-- Goal of the exercise --
Go through the lines below and retype each one exactly.

"""

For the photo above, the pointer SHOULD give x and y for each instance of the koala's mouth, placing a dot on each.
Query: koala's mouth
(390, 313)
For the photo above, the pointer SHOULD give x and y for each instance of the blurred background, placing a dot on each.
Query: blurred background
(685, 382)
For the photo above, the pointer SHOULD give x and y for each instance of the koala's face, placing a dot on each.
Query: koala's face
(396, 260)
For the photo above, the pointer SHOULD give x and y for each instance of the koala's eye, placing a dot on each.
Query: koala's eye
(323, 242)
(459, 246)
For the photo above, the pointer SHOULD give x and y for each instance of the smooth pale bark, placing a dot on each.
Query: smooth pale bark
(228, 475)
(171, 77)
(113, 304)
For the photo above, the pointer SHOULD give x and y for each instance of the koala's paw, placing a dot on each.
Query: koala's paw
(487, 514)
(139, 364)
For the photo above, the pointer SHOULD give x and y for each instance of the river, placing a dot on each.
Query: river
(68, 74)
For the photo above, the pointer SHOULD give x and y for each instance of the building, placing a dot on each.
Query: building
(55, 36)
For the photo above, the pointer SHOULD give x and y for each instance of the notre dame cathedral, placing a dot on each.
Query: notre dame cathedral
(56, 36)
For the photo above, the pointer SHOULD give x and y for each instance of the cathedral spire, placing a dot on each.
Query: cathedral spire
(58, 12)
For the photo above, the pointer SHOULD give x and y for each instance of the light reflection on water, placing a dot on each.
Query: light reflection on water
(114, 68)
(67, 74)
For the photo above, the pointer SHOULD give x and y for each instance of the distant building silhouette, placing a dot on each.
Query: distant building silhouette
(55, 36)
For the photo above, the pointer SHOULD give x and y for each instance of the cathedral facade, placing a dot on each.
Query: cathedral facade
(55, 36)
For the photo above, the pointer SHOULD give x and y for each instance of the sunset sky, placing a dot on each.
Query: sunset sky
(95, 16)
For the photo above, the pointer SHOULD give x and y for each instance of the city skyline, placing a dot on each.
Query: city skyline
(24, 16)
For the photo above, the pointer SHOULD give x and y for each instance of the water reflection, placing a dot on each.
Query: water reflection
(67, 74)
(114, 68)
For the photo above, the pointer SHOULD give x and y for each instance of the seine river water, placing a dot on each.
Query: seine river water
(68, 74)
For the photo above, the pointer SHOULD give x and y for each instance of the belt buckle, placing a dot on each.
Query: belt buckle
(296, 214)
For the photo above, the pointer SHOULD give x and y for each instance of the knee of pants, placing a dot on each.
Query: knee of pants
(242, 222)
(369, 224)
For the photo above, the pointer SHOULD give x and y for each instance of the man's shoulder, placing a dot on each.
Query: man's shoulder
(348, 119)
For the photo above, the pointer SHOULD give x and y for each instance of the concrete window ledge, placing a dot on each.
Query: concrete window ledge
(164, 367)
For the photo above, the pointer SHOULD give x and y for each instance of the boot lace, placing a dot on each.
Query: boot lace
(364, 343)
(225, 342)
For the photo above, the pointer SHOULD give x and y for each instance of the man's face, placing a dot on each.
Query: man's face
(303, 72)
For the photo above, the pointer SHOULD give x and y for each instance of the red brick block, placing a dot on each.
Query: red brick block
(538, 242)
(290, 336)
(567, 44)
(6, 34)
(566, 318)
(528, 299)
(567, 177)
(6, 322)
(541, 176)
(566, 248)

"""

-- Response to this task --
For the photo above, the pointer SHOULD give x and y for each instance of the koala's mouth, placing a dot on each.
Query: koala's mouth
(390, 313)
For the photo above, the pointer SHOULD give x and y for each instance of the blurred background, placing a dot on each.
Query: blurred background
(685, 382)
For the photo above, the pointer SHOULD give x and y for each instance of the koala's face, placing a dot on each.
Query: koala's face
(396, 260)
For the photo above, the pointer SHOULD give x and y for each instance of the koala's eye, placing a dot on each.
Query: koala's eye
(323, 242)
(459, 246)
For the photo above, the pointer SHOULD give x and y for each instance of the smooth pale bark, placing a dot on each.
Query: smooth pale bark
(228, 475)
(171, 77)
(113, 304)
For the photo above, the pointer SHOULD give x and y for each instance of the koala's paw, placing a dot on each.
Query: koala's paw
(487, 514)
(139, 364)
For the photo above, the pointer SHOULD give x and y for each instance of the river, placing a dot on each.
Query: river
(68, 74)
For the photo above, the pointer SHOULD give x and y for each instance of the building, placing a dot on each.
Query: building
(55, 36)
For the photo above, the pointer SHOULD give x and y for each instance of the notre dame cathedral, placing a dot on each.
Query: notre dame cathedral
(56, 36)
For the photo above, the pointer SHOULD give x and y for each instance of the cathedral spire, placing a dot on each.
Query: cathedral spire
(58, 12)
For the photo above, the pointer SHOULD give x and y for each instance of the light reflection on water, placing a dot on each.
Query: light reflection on water
(114, 68)
(67, 74)
For the photo above, the pointer SHOULD give x and y for each instance of the distant building silhouette, placing a dot on each.
Query: distant building silhouette
(55, 36)
For the photo above, the pointer SHOULD give x and y for each instance of the cathedral facade, placing a dot on each.
Query: cathedral facade
(55, 36)
For the photo above, the pointer SHOULD give x and y for each instance of the sunset sky, placing a dot on each.
Query: sunset sky
(95, 16)
For the photo above, the pointer SHOULD give x and y for each instance of the city skyline, placing a dot on each.
Query: city skyline
(24, 16)
For the photo above, the pointer SHOULD give x and y for each instance of the water reflection, placing a dot on each.
Query: water reflection
(67, 74)
(114, 68)
For the photo above, the pointer SHOULD give x and y for each instance of the seine river water, placing a dot on each.
Query: seine river water
(68, 74)
For the photo above, the pointer SHOULD give x and y for each instance of the belt buckle, placing a dot on each.
Query: belt buckle
(296, 214)
For the photo above, the pointer SHOULD give x and y for each instance of the knee of pants, placing a dot on each.
Query: knee of pants
(242, 222)
(369, 224)
For the photo above, the pointer SHOULD give x and y for each instance of the man's shoulder, placing a dot on each.
Query: man's shoulder
(348, 119)
For the photo above, the pointer SHOULD give x and y for each instance of the concrete window ledge, placing a dot on each.
Query: concrete window ledge
(164, 367)
For the photo above, the pointer SHOULD give x and y for each instance of the boot lace, placing a dot on each.
Query: boot lace
(364, 343)
(225, 342)
For the photo above, the pointer SHOULD give x and y for each instance of the man's face, placing a dot on each.
Query: man's face
(303, 72)
For the photo above, the pointer SHOULD give x and y for each instance of the red brick block, placing a dot on each.
Query: red brick block
(538, 242)
(290, 336)
(567, 44)
(6, 34)
(566, 318)
(528, 299)
(567, 177)
(6, 322)
(541, 176)
(566, 248)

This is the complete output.